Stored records
● ● ●
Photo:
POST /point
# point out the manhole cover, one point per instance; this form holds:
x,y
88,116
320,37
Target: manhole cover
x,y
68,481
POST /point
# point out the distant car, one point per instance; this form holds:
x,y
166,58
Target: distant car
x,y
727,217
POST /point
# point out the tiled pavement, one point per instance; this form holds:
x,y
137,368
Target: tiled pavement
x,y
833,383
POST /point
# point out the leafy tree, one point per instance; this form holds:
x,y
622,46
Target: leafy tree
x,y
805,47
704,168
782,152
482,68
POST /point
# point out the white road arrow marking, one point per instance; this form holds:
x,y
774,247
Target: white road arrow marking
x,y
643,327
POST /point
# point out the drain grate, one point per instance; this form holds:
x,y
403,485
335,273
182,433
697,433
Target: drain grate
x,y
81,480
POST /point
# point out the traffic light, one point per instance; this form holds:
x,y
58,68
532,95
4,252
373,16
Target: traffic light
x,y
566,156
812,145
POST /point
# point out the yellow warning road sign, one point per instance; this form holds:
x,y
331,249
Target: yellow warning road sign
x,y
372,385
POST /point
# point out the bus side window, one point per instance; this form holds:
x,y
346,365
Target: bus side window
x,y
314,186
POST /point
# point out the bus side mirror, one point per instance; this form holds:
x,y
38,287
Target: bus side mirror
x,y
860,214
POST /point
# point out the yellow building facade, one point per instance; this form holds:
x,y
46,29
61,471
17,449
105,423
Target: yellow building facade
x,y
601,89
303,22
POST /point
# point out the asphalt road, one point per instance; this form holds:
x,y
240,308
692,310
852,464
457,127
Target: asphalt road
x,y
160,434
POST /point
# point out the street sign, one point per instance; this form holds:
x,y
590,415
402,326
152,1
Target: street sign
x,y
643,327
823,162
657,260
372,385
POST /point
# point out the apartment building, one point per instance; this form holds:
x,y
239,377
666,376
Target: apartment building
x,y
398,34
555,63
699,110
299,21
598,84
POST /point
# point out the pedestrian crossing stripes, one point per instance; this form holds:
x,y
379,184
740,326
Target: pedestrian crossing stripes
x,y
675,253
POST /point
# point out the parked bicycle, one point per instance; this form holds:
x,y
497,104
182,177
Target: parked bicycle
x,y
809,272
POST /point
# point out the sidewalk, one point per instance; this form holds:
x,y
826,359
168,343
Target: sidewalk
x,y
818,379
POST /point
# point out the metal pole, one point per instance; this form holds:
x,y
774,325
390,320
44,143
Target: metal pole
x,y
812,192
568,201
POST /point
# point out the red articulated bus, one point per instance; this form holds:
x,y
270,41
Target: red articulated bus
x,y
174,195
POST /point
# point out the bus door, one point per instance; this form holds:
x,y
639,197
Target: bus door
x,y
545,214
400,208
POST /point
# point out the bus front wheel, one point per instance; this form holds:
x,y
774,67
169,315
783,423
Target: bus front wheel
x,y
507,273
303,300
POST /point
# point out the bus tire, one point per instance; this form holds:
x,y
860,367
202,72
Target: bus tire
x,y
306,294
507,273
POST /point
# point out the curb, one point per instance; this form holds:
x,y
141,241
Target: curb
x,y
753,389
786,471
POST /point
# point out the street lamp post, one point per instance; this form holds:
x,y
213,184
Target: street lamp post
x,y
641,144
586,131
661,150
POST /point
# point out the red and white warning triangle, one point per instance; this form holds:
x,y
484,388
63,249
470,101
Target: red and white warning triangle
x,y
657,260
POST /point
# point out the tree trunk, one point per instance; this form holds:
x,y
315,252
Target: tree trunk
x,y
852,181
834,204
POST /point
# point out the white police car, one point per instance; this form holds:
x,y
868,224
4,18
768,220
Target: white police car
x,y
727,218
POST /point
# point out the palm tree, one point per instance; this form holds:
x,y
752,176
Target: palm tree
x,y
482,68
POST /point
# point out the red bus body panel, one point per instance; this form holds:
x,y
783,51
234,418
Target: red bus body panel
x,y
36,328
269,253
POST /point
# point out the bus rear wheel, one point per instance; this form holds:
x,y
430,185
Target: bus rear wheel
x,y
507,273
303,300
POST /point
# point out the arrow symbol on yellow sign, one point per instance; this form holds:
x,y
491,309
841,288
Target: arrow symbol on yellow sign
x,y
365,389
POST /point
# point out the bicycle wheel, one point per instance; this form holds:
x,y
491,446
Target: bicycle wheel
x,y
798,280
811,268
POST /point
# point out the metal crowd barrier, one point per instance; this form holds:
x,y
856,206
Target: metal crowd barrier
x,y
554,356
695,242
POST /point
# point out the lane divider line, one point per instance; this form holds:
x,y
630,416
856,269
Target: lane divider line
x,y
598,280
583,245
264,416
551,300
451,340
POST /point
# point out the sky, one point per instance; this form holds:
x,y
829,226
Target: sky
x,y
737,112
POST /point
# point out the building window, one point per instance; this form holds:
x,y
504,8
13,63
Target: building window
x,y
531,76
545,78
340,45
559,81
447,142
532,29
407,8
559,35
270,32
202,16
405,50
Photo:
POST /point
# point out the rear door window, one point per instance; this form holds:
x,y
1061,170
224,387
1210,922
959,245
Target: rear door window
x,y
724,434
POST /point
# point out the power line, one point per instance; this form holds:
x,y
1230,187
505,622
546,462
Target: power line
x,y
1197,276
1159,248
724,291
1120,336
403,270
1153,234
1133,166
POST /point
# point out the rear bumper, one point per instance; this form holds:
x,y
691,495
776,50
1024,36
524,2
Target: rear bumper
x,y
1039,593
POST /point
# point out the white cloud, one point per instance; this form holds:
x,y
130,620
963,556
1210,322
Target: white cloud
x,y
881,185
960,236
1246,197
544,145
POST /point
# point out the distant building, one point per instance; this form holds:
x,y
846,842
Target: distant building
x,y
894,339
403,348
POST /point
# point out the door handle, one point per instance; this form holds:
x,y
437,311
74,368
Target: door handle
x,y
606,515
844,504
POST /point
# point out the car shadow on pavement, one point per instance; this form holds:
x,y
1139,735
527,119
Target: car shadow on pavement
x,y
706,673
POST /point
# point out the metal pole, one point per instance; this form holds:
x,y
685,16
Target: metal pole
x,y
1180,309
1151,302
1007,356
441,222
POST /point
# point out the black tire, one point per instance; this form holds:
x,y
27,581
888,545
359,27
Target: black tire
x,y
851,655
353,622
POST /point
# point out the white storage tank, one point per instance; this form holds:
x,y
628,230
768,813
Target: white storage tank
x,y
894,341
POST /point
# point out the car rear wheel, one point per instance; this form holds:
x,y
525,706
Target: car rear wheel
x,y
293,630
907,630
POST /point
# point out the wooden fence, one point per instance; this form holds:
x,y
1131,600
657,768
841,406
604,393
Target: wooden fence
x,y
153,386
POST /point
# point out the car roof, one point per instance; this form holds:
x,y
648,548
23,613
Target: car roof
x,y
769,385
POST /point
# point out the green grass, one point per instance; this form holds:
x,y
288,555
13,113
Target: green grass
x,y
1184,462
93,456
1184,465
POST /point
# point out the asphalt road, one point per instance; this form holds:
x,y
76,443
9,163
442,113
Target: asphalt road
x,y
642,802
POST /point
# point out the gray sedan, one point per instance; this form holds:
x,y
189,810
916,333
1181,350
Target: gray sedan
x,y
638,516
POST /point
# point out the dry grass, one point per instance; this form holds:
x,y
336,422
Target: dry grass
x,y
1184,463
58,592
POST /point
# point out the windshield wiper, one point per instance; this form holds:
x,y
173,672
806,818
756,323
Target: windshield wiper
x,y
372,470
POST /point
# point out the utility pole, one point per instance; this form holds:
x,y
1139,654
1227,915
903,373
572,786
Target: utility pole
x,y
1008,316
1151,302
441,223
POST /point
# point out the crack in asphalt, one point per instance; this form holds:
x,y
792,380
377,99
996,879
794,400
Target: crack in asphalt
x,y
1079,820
● ● ●
WHAT YOU WILL DO
Leaving nothing out, print each line above exactly.

EXERCISE RESULT
Photo:
POST /point
# point out the manhole cover, one point per instance; this form holds:
x,y
88,116
320,37
Target: manhole cover
x,y
68,481
POST /point
# point out the distant car, one point per instance; this form holds:
x,y
166,58
Target: distant car
x,y
727,217
POST /point
# point out the tiled pavement, one point per instance; this form holds:
x,y
137,368
Target: tiled pavement
x,y
833,383
POST /point
# point out the leafy tree, one point per instance; this form holds:
x,y
622,46
Target: leafy tree
x,y
805,47
704,168
782,152
482,68
POST /point
# point out the white road arrow marking, one point per instance; this form holds:
x,y
774,247
Target: white road arrow marking
x,y
643,327
POST /point
# point out the drain grate, one point per instance; this form holds:
x,y
403,485
335,273
182,433
697,433
Target: drain grate
x,y
81,480
POST /point
# point out the traffic light, one point per instance; this form holds:
x,y
58,68
532,95
4,252
373,16
Target: traffic light
x,y
566,156
812,145
POST /point
# point out the yellow warning road sign, one point per instance; this form holds:
x,y
331,249
Target: yellow warning road sign
x,y
372,385
POST /point
# point out the bus side window, one point per instance; this form holds:
x,y
346,365
Target: bus side window
x,y
314,186
POST /point
# point out the bus side mirror, one point per instance; this form holds:
x,y
38,287
Target: bus side mirror
x,y
860,214
POST /point
# point out the yellow building facade, one point per instance; this form holds:
x,y
46,29
61,471
17,449
105,423
Target: yellow building facade
x,y
601,89
303,22
POST /point
# point out the asphalt road, one point per instance; this form holds:
x,y
240,308
692,310
852,464
457,127
Target: asphalt road
x,y
160,434
POST /point
# point out the street sign, one point per instance; this form holds:
x,y
590,415
402,326
152,1
Target: street sign
x,y
643,327
823,162
657,260
372,385
POST /point
# point out the apartment building, one point per instance; this form holds:
x,y
239,377
666,376
Target: apartment building
x,y
398,34
555,63
699,110
299,21
598,84
POST /point
# point out the pedestrian crossing stripes, one point per instance; this form holds:
x,y
379,184
740,326
Target: pedestrian crossing stripes
x,y
675,253
POST /point
# point out the parked bicycle, one point per instance; this form holds:
x,y
497,104
182,177
Target: parked bicycle
x,y
809,272
POST /point
# point out the sidewalk, one point per instance; this form holds:
x,y
826,359
168,343
Target: sidewalk
x,y
818,379
POST /point
# point out the metal pole, one point per instance; this form holds:
x,y
774,325
390,320
44,143
Target: metal pole
x,y
812,192
568,201
POST /point
# point out the red articulated bus, one point per instance; this form holds:
x,y
270,41
Target: red articulated bus
x,y
174,195
POST /point
# point out the bus door, one point per instance; this form holds:
x,y
639,197
Target: bus door
x,y
545,214
400,208
POST /point
# point out the bus front wheel, one point per instance; this form holds:
x,y
774,67
169,315
783,423
Target: bus front wheel
x,y
507,273
303,300
POST /point
# point out the bus tire, one point per instance; this form holds:
x,y
860,367
202,72
Target: bus tire
x,y
306,294
507,273
POST /point
# point out the curb, one point per instance; this form holds:
x,y
141,241
Target: curb
x,y
753,389
786,471
POST /point
# point out the street lamp post, one point per instance; this form holds:
x,y
213,184
Target: street lamp post
x,y
641,144
586,131
661,150
POST /point
# point out the red and white warning triangle, one point per instance; this form holds:
x,y
484,388
63,249
470,101
Target: red and white warning triangle
x,y
657,260
POST /point
# point out the tree trunk, one point per instance; this form holds:
x,y
315,252
Target: tree trunk
x,y
852,181
834,204
POST /point
# point out the white police car, one point per instance; this form holds:
x,y
868,224
4,18
768,220
Target: white police car
x,y
727,218
POST /point
# point out the palm tree, one point per instance; this form holds:
x,y
752,176
Target: palm tree
x,y
482,68
POST /point
# point out the red bus body panel, one point per instance; this form holds:
x,y
783,51
234,418
Target: red bus body panel
x,y
36,328
269,253
POST /point
# point out the bus rear wheel, one point per instance; this form holds:
x,y
430,185
Target: bus rear wheel
x,y
507,273
303,300
POST /point
# point out the arrow symbol on yellow sign, one point per instance; this form holds:
x,y
491,309
841,288
Target: arrow symbol on yellow sign
x,y
365,389
POST /point
# point out the bicycle wheel, one point per instance; this form holds:
x,y
491,446
Target: bicycle wheel
x,y
798,280
811,268
POST /point
# point out the metal crowd barrier, one point per instance; this form holds:
x,y
856,206
Target: metal crowd barrier
x,y
554,356
695,242
POST /point
# point out the lane divider line, one point per instance; this form holds:
x,y
630,416
856,269
Target: lane divider line
x,y
598,280
583,245
264,416
551,300
451,340
POST /point
# point out the sky, one point per instance; this form holds:
x,y
829,226
Target: sky
x,y
737,112
POST /point
# point out the building window, one point per instance; this form holds:
x,y
504,8
13,63
Target: building window
x,y
531,76
545,78
340,45
559,81
447,142
532,29
407,8
559,35
270,32
202,16
405,50
Photo:
POST /point
# point out the rear door window, one point per instance; this form holds:
x,y
1061,170
224,387
1210,922
959,245
Target: rear door window
x,y
724,434
POST /point
# point out the power line, one point per instance; this form holds:
x,y
1230,187
505,622
546,462
Target: power line
x,y
1197,276
1159,248
724,291
1120,336
403,270
1153,234
1133,166
POST /point
# point out the rear bumper, one point per instance; this form holds:
x,y
691,495
776,50
1024,36
524,2
Target: rear bumper
x,y
1039,593
POST /point
# point out the white cloud, one point per instance; this form holds:
x,y
130,620
963,556
1210,322
Target: white cloud
x,y
881,185
960,236
1246,197
544,145
POST /point
# point out the distant building, one point per instance; this form holds:
x,y
846,842
Target: distant building
x,y
894,339
403,348
POST /point
# point out the door handle, one point per instance; this form holds:
x,y
437,311
74,368
Target: door handle
x,y
606,515
844,504
POST /point
# point out the car shadow on pavement, one point per instance; this form holds:
x,y
1139,735
527,119
Target: car shadow on pavement
x,y
706,673
POST /point
# point out the metal pole, one point per instance; this form holds:
x,y
685,16
Target: metal pole
x,y
1180,309
1151,302
1007,356
441,222
POST /point
# point out the black tire, one point per instance; this form holds:
x,y
27,581
888,545
359,27
Target: black tire
x,y
851,655
353,622
POST /point
# point out the white storage tank, one point per instance; this form holds:
x,y
628,230
768,813
Target: white storage tank
x,y
894,341
POST /point
# point out the car rear wheel, one point per instance; this form holds:
x,y
525,706
Target: car rear wheel
x,y
293,630
907,630
POST /point
# point out the wooden fence, one point per instance; this form holds:
x,y
1131,600
657,768
841,406
604,393
Target: wooden fence
x,y
153,386
POST /point
# point out the car roof, one point per instance; this form holds:
x,y
648,548
23,613
Target: car roof
x,y
769,385
POST /point
# point out the green grass, one point per instance; this form holds:
x,y
288,555
13,113
Target: green grass
x,y
1184,462
93,456
1184,465
POST /point
# point out the asphalt road, one point per instance; this form holds:
x,y
76,443
9,163
442,113
Target: asphalt road
x,y
642,802
POST /point
# point out the gray sedan, one point per instance; this form holds:
x,y
189,810
916,333
1181,350
Target: gray sedan
x,y
638,516
POST /point
# point out the dry grass, one point per instance; this form holds:
x,y
336,422
Target: dry grass
x,y
1184,463
58,592
POST /point
# point out the windshield wiper, one point per instance; this form holds:
x,y
173,672
806,818
756,323
Target: windshield wiper
x,y
372,470
POST /point
# point out the utility pole, one point per instance; this form holds:
x,y
1139,654
1227,915
903,373
572,786
Target: utility pole
x,y
1008,316
1151,302
441,223
POST /point
# point out the crack in asphalt, one point per instance; this form holds:
x,y
792,380
377,99
996,879
794,400
Target: crack in asphalt
x,y
1079,820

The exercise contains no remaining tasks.